* _Tasks to carry out_:
a – Answer these questions from the memory leak thread:
(i) What did cgpeter96 say they forgot to close?
(ii) About how many times did shuiyuejihua's for loop run?
(iii) What tool did the first comment say is slow and CPU only?
b – Name every user shown as having "commented" in the memory leak thread.
c – Please reproduce the memory leak thread starting with "Do you have" and going on through "version, JVM version)?".

___ Given passage

If you recompile ONNX Runtime with debug symbols then valgrind should be able to show you where the lost memory is being allocated. Then we can try and run down what's going on. I wouldn't run a big thing through it though as valgrind is slow (and CPU only).

thhart commented 3 years ago

Thanks for the hint, will check further and come back if I have more information. Valgrind is too slow to check. Since the library is woven into a complex environment I can not be sure yet, will modularize into different JVM first.

Craigacp commented 3 years ago

If possible check the model using one of the other interfaces (e.g. Python), and see if you observe similar behaviour. If not then at least it's narrowed down to where the Java interface allocates memory in native code.

cgpeter96 commented 2 years ago

Recently, I observe a problem with onnxruntime in Java. The memory of my java code with onnx has increased slowly but never stop. I try my best to figure out the memory increase problem. However, I only find some problem happen in libonnxruntime.so.

Do you have figure the problem except reboot? @thhart

Craigacp commented 2 years ago

Could you open another issue with more details (e.g. platform, session options/providers, ORT version, JVM version)?

thhart commented 2 years ago

@cgpeter96 The problem is within native code and it is not possible to diagnose within Java, I have modularized my code in a way that analyzers utilizing Onnx restart itself after a specific time.

Craigacp commented 2 years ago

So there's a memory leak inside the ORT native runtime? That seems like something that should get fixed. Is it still occurring in the latest version?

cgpeter96 commented 2 years ago

So there's a memory leak inside the ORT native runtime? That seems like something that should get fixed. Is it still occurring in the latest version?

No, I fix the problem. I forget close of OnnxTensor. Just apply try-catch on create tensor and run session.

shuiyuejihua commented 2 years ago

--------------- S Y S T E M ---------------

OS: Windows 10 , 64 bit Build 19041 (10.0.19041.292) OS uptime: 6 days 4:30 hours

CPU: total 8 (initial active 8) (4 cores per cpu, 2 threads per core) family 6 model 142 stepping 12 microcode 0xde, cx8, cmov, fxsr, ht, mmx, 3dnowpref, sse, sse2, sse3, ssse3, sse4.1, sse4.2, popcnt, lzcnt, tsc, tscinvbit, avx, avx2, aes, erms, clmul, bmi1, bmi2, adx, fma, vzeroupper, clflush, clflushopt

Memory: 4k page, system-wide physical 7785M (415M free) TotalPageFile size 20585M (AvailPageFile size 5M) current process WorkingSet (physical memory assigned to process): 3566M, peak: 3796M current process commit charge ("private bytes"): 13863M, peak: 13864M

vm_info: Java HotSpot(TM) 64-Bit Server VM (17.0.2+8-LTS-86) for windows-amd64 JRE (17.0.2+8-LTS-86), built on Dec 7 2021 21:51:03 by "mach5one" with MS VC++ 16.8 / 16.9 (VS2019)

tried try-catch on create tensor and run session and get the results , but still out of memory

I run a for loop about 2000 times,

start onnx env and session only once and close the onnx results mannualy, it will take more time to throw this error than one time one loop using try-catch but finnaly about finished 1980 loop, it throw the error again.
may be

So there's a memory leak inside the ORT native runtime? That seems like something that should get fixed. Is it still occurring in the latest version?

Craigacp commented 2 years ago

Can you provide details about your model (inputs, outputs etc), and show the code you're using to drive the inference (including the session creation and any session options)? I assume this is using ORT 1.10?

shuiyuejihua commented 2 years ago

sorry, I find that problem is about djl NDManager,the manager did not closed,the memory leak. After I use submanager to close the NDArray, it is fine.

______
___ Dataset entries

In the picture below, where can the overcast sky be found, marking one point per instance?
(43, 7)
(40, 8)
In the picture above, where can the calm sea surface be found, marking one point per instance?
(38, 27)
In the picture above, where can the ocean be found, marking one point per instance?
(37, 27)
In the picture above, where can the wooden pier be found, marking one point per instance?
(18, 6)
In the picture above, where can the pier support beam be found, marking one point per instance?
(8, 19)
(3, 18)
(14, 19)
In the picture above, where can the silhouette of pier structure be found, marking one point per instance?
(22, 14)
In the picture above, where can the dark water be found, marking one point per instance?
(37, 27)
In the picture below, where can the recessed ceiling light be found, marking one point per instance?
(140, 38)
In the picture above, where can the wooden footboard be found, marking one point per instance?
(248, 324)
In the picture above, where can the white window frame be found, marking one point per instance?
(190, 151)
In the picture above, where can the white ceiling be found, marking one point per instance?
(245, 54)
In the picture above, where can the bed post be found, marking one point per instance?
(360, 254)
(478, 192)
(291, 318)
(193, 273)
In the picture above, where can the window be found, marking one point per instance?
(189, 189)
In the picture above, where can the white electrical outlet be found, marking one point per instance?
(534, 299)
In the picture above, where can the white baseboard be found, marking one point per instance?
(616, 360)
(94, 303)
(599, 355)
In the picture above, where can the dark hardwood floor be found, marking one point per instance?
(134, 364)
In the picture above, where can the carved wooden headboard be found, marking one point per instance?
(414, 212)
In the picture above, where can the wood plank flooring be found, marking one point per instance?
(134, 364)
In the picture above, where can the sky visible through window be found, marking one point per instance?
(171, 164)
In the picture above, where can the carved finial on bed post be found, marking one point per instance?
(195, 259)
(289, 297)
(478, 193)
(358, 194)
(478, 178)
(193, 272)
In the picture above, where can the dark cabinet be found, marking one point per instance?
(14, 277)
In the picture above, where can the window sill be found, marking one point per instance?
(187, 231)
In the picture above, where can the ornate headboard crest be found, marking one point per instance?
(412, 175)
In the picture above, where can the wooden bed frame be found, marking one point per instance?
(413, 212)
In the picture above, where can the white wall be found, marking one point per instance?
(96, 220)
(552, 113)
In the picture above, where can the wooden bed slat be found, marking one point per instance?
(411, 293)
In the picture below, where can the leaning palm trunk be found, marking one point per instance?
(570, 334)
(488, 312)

______
___ Dataset entries

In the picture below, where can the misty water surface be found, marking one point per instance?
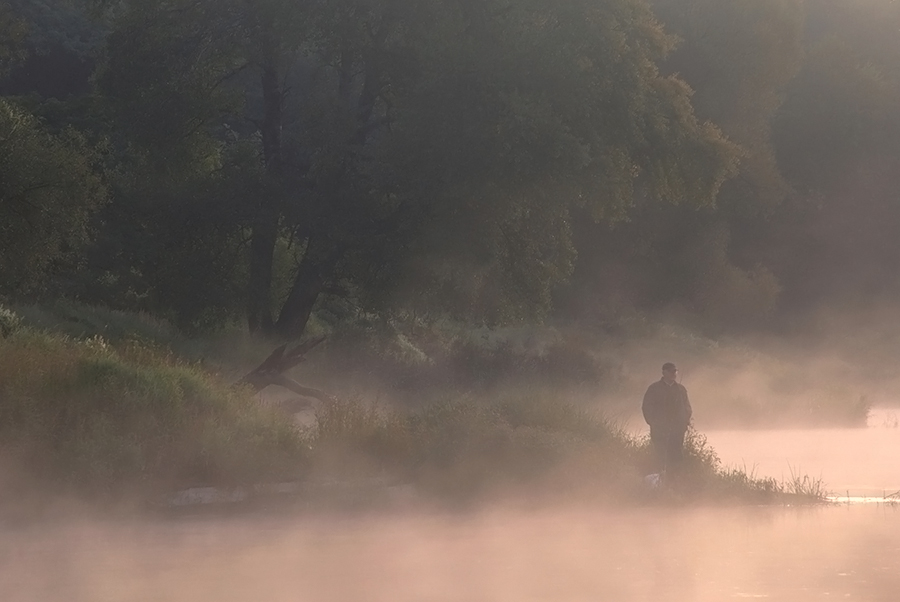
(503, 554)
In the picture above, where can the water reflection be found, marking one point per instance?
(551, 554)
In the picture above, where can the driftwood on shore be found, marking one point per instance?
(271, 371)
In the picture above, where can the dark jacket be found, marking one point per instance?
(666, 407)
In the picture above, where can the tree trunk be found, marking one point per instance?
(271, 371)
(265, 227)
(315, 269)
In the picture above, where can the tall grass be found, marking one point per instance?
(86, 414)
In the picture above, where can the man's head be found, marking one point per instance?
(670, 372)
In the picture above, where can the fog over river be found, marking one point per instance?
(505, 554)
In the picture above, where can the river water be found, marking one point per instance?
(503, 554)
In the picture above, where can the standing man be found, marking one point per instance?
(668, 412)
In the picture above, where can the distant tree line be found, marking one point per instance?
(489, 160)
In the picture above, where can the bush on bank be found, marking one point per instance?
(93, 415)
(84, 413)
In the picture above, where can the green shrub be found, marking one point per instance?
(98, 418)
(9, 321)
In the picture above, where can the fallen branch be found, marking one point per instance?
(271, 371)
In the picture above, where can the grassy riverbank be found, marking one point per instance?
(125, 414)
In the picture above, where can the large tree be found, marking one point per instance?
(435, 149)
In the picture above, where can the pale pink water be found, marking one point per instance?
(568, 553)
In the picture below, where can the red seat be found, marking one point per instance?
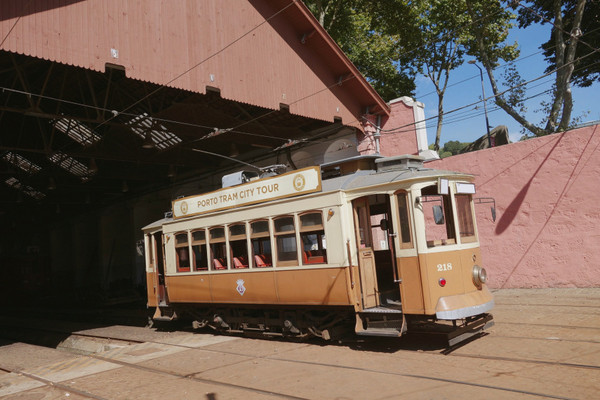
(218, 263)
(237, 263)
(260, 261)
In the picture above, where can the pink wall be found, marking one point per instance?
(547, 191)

______
___ Dataset entries

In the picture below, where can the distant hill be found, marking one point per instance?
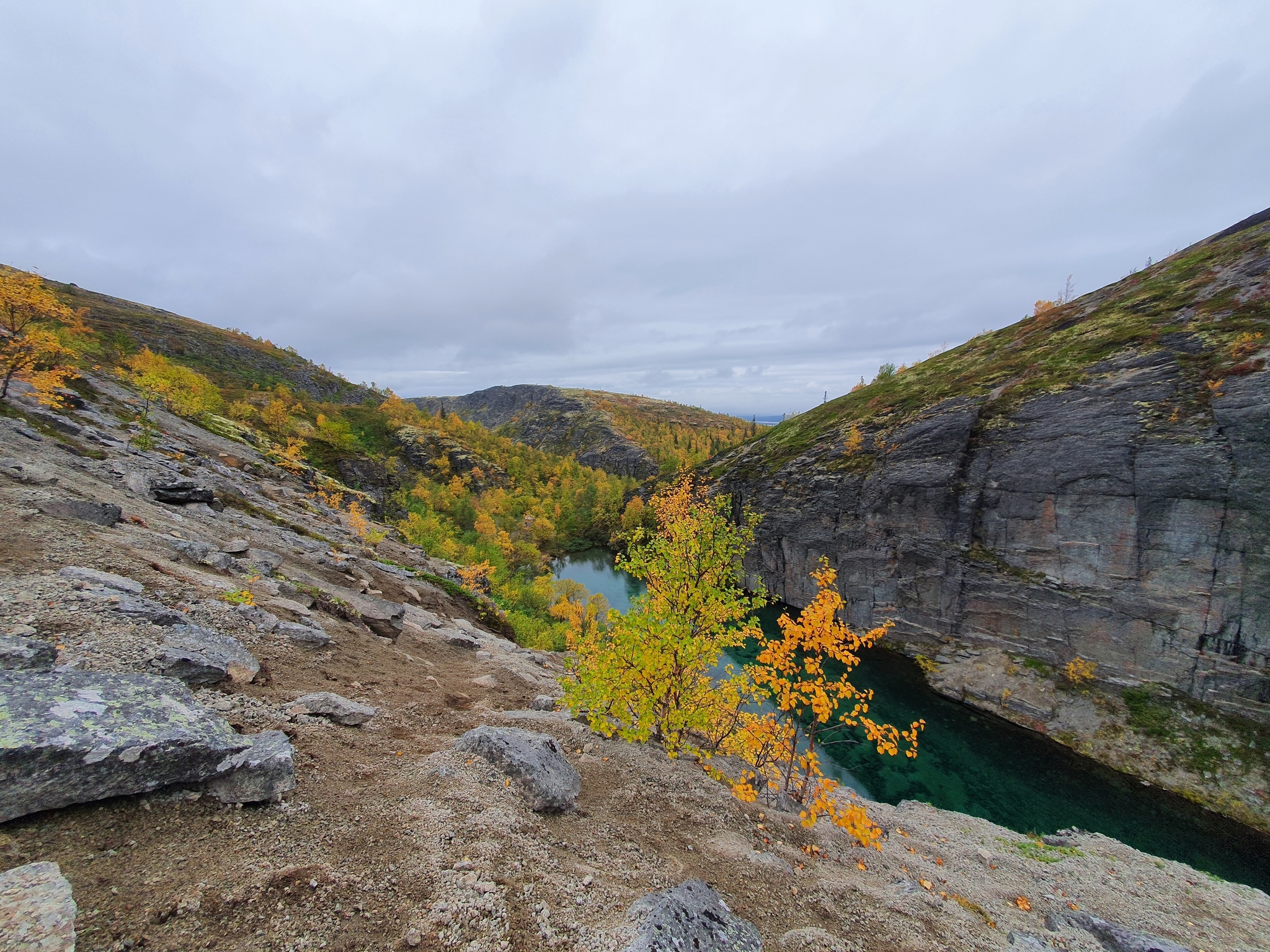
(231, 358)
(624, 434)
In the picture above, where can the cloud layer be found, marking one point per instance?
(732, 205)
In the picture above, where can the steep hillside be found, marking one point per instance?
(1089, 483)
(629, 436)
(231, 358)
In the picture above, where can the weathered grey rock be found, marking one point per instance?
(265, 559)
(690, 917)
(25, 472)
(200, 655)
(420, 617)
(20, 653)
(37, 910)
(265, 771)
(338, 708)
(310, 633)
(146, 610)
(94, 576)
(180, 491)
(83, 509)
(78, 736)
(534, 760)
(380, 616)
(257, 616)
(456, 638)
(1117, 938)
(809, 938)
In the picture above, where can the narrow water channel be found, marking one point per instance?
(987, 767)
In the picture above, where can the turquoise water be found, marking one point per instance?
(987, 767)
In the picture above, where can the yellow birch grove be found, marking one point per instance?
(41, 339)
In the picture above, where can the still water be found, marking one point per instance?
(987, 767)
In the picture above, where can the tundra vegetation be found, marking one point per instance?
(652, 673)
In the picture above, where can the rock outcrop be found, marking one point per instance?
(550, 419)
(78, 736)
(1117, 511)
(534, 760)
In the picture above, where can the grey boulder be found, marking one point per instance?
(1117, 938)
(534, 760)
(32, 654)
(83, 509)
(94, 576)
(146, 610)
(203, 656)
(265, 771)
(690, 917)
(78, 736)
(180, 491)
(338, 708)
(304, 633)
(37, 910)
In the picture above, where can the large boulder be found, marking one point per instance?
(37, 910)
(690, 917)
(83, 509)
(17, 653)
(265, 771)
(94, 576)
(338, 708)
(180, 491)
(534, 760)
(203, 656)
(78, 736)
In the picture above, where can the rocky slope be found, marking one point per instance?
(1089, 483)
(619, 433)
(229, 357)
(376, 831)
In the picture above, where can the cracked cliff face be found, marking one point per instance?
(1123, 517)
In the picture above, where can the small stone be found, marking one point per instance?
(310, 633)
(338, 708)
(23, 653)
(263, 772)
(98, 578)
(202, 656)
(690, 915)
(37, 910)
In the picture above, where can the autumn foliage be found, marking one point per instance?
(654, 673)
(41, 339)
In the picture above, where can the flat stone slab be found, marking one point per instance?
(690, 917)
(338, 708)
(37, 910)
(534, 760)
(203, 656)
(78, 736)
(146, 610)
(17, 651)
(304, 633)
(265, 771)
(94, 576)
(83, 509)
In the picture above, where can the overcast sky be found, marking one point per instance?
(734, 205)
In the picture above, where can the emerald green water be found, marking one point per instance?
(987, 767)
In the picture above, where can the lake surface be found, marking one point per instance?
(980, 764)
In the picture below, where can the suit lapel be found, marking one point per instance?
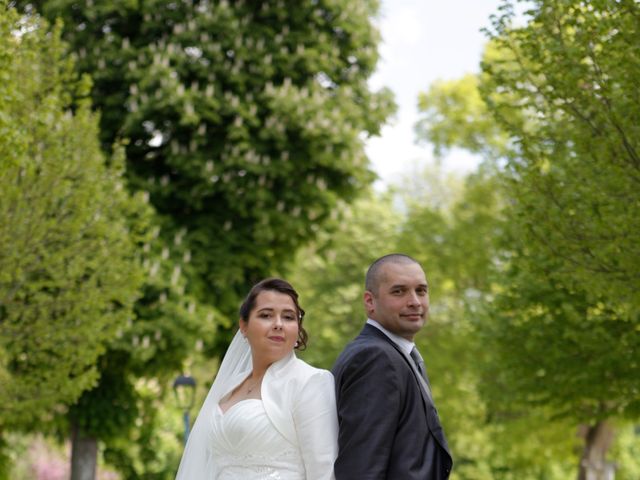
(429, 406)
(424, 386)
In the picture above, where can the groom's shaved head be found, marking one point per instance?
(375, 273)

______

* _Expected responses_:
a –
(i) OnnxTensor
(ii) About 2000 times
(iii) Valgrind

b – thhart, Craigacp, cgpeter96, shuiyuejihua

c –
Do you have figure the problem except reboot? @thhart

Craigacp commented 2 years ago

Could you open another issue with more details (e.g. platform, session options/providers, ORT version, JVM version)?